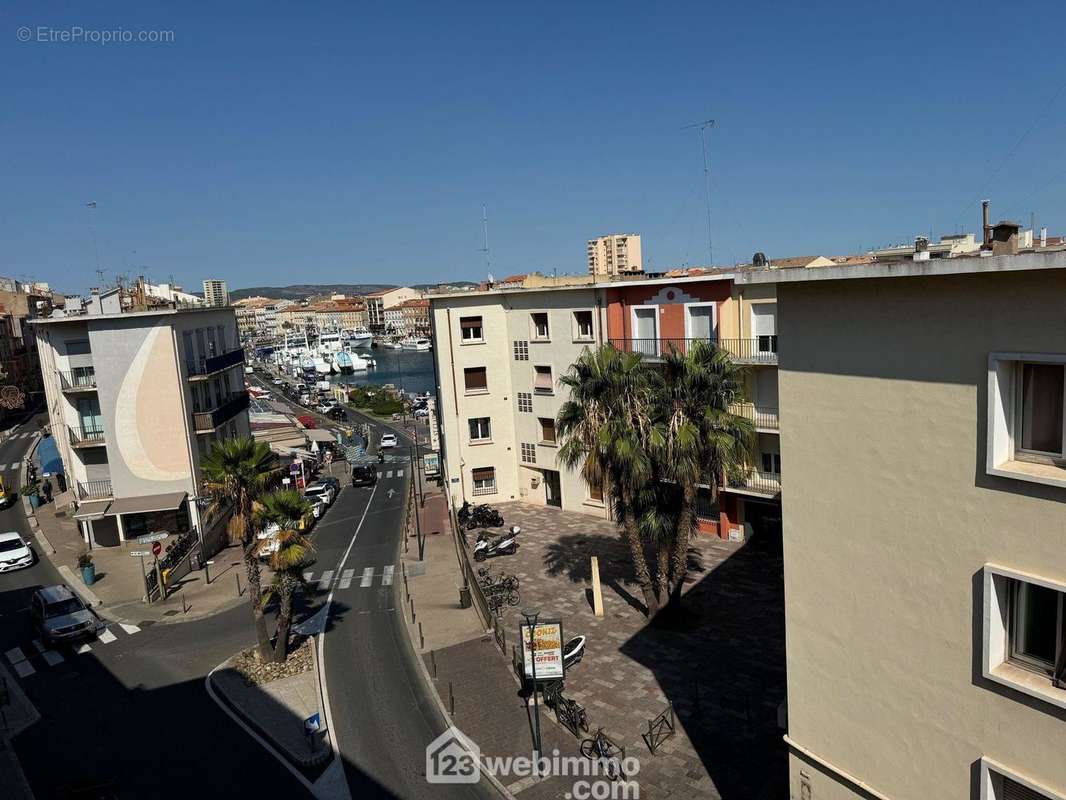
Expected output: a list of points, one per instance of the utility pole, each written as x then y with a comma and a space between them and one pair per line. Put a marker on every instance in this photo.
707, 179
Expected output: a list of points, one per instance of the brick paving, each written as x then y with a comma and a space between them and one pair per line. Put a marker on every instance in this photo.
722, 665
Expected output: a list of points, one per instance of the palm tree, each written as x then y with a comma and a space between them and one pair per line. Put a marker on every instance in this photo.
290, 552
695, 437
603, 428
240, 470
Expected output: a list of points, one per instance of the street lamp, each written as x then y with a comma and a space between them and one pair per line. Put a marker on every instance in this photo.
531, 617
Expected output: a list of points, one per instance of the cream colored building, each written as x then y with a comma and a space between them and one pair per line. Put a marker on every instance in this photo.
921, 419
616, 254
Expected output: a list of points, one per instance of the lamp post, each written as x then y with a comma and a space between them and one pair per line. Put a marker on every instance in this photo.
531, 617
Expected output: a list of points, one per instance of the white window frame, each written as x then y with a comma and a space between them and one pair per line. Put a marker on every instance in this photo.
991, 781
714, 319
1003, 420
996, 662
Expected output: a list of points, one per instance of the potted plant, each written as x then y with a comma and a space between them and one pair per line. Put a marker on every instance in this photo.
87, 568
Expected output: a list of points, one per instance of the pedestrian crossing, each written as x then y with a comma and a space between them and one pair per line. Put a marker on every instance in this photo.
38, 656
367, 578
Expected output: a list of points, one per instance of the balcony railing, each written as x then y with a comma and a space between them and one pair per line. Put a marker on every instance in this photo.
757, 480
94, 490
208, 420
78, 381
203, 367
85, 437
761, 417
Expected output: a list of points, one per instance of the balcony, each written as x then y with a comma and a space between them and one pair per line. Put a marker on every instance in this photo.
207, 421
94, 491
73, 382
85, 436
763, 418
200, 368
759, 350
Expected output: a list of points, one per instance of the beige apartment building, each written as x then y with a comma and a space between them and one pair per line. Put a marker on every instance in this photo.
615, 254
922, 422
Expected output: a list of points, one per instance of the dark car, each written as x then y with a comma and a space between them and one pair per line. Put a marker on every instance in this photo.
364, 475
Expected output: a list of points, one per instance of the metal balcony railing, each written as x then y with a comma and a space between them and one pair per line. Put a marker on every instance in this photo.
85, 436
208, 420
759, 350
760, 417
94, 490
203, 367
78, 381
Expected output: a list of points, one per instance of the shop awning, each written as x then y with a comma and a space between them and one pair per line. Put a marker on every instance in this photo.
92, 510
147, 504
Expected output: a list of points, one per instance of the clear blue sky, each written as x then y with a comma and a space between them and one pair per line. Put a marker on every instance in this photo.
278, 143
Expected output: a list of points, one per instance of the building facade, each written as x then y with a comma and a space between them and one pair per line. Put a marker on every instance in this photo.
215, 293
924, 576
616, 254
134, 401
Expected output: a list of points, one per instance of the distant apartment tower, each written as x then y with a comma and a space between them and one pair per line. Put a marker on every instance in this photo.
215, 293
616, 254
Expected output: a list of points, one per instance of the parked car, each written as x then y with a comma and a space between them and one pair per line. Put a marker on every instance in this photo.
15, 554
60, 616
364, 475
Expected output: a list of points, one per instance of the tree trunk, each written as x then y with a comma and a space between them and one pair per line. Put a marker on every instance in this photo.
255, 597
632, 537
679, 558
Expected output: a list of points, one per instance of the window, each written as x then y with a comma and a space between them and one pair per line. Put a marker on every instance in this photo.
1024, 634
480, 429
583, 325
542, 381
471, 329
547, 430
539, 321
1027, 427
484, 480
475, 380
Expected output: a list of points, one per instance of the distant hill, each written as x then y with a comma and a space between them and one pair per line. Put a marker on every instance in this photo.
301, 291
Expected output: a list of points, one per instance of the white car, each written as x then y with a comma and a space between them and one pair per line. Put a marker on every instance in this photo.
15, 554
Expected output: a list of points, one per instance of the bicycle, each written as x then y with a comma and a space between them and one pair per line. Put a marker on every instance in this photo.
601, 749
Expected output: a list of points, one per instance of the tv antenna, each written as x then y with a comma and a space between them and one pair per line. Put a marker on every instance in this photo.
484, 227
707, 178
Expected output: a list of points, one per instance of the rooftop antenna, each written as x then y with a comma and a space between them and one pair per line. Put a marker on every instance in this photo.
707, 178
484, 227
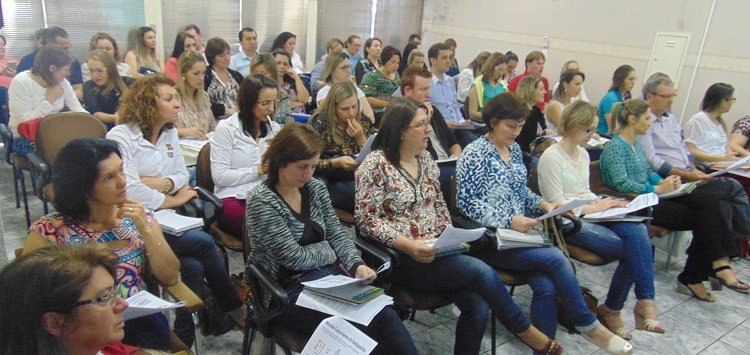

** EXERCISE OBJECTIVE **
Select every line above that contains the string "apartment". Case counts.

** THE REPLY **
Expected output: a list of points, one per instance of the beige apartment building, each written as x then y with a comma and a space between them and one pair per line. Put a marker on every instance in this photo.
Expected output: a list of points, one per instance of the distant apartment tower, each written as x then y with a comma and a space between them and one pair per line. Put a marker on every instance in this photo.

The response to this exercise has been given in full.